» **SOURCE EXTRACT**:
————
Carlos: Ok, so then, I guess any other changes to the In-Memory objects if you will. Or what is really just like I needed a new version?

Brian: There was the stability side but also availability of constraints. I think that using In-Memory OLTP has become a lot more viable now that constraints are available in terms of foreign keys, and default constraints, and unique constraints.

Carlos: Now, it reminds me, so the foreign keys, the In-Memory objects. Can I have a foreign key from an In-Memory table to a disk? What are they calling them? What do we call them, not In-Memory table?

Brian: Disk based tables.

Carlos: Disk based tables. Yeah.

Brian:  I actually do not know. I have not tried that.

Carlos:  But you’re talking about foreign keys between two In-Memory tables?

Brian:  Yes.

Carlos: Oh yeah, ok. I wasn’t sure. I didn’t think that was an option and I thought ok maybe that had changed. So ok, so then I guess can you tell how many In-Memory tables do you actually have?

Brian: Right now? I want to say 3 or 4. So it’s not extensive. It could be more. Kevin designed a lot of them so he’ll probably correct me after this confessional.

Carlos: Another excuse to get Kevin back on the podcast.
————
» **DATA EXCERPT**:
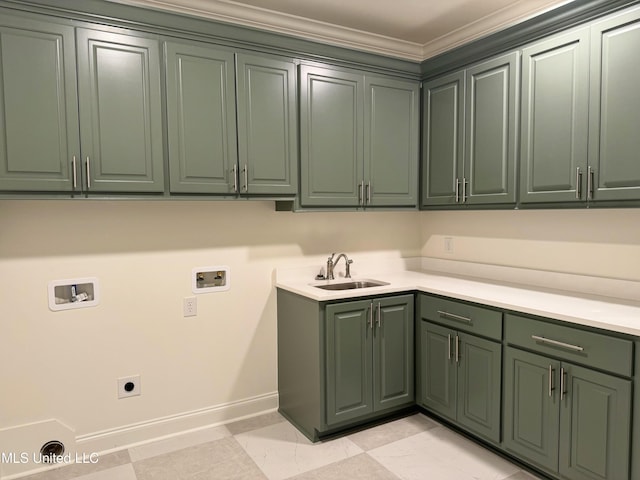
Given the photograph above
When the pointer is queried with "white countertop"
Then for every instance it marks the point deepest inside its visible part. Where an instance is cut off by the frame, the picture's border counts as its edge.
(608, 313)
————
» **JOBS**:
1/ In the In-Memory OLTP transcript, which constraints does Brian say are now available?
2/ From the In-Memory OLTP transcript, extract the passage starting with "Carlos: Ok, so then, I" and going on through "two In-Memory tables?".
3/ Write the next part of the In-Memory OLTP transcript, picking up after its final line.

» **ANSWERS TO EACH TASK**:
1/ Foreign keys, default constraints, and unique constraints.

2/
Carlos: Ok, so then, I guess any other changes to the In-Memory objects if you will. Or what is really just like I needed a new version?

Brian: There was the stability side but also availability of constraints. I think that using In-Memory OLTP has become a lot more viable now that constraints are available in terms of foreign keys, and default constraints, and unique constraints.

Carlos: Now, it reminds me, so the foreign keys, the In-Memory objects. Can I have a foreign key from an In-Memory table to a disk? What are they calling them? What do we call them, not In-Memory table?

Brian: Disk based tables.

Carlos: Disk based tables. Yeah.

Brian:  I actually do not know. I have not tried that.

Carlos:  But you’re talking about foreign keys between two In-Memory tables?

3/
Brian: There you go. He can back and explain everywhere where I was wrong. I want to say 3 or 4 of the regular In-Memory tables that’s in the database. But what we’re using extensively now and I don’t know if enough people know about this is you can create a table type that is memory optimized and use this as a table variable. Either as a table variable in the procedure or, you know, if you use TVP you can pass it in as a TVP. We’ve seen some incredible performance gains from this. And it’s really simple to implement. I think I have given an example where we reduced the CPU consumed by a procedure by about 75%.

Carlos: So when you’re doing that at that way basically you’re kind of skipping TempDB for the type of jobs or the type of tables that would normally go into TempDB and you’re doing it as a memory only, In-Memory OLTP table, is that right?

Brian: That’s right. It doesn’t touch TempDB at all. So what we were finding after we deployed SQL 2016 and we got those kind of performance gains that we’ve mentioned is that like always here. You’re just shifting the bottleneck to somewhere else so where we start to see some stress was contention in TempDB around reading and writing from the system tables. And the way we looked at reducing that was basically take some load off on TempDB by using memory optimized TVPs.

Carlos:  Always the big system. How do you take it to account the memory
considerations now? Because I mean obviously one of the things with memory optimized objects is that you have to account for that In-Memory now which, you know, previous to that it was just, ah we’ll allocate, you know, 85% or whatever the percentage was of the memory to SQL Server and be done with it. Now we have to carve that up little bit. Can you talk to us about how you decided to do that or what were your considerations there?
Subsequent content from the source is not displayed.